(Image location labeling entries)
┏━━

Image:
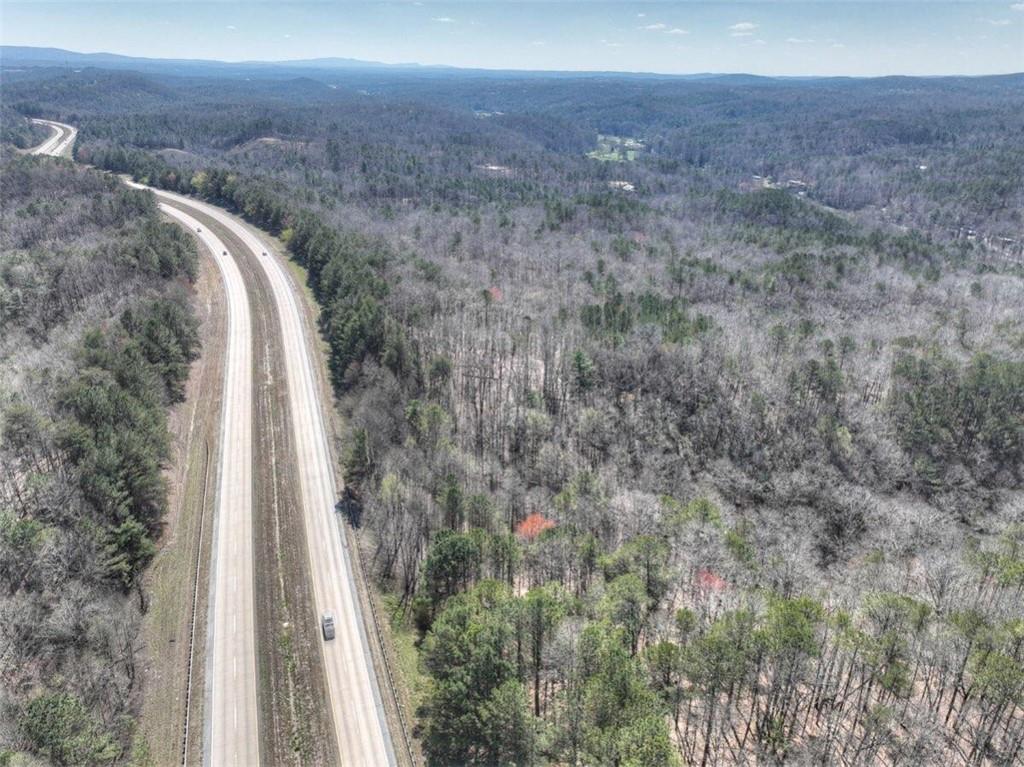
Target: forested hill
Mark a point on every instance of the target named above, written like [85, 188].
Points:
[685, 420]
[96, 336]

┗━━

### OBJECTIVE:
Write out the records above line for line, omitting the pictures.

### RESPONSE TO THIS TASK:
Image:
Target: forested hill
Mark a point on every instance of the target named above, written like [85, 188].
Points:
[685, 420]
[96, 336]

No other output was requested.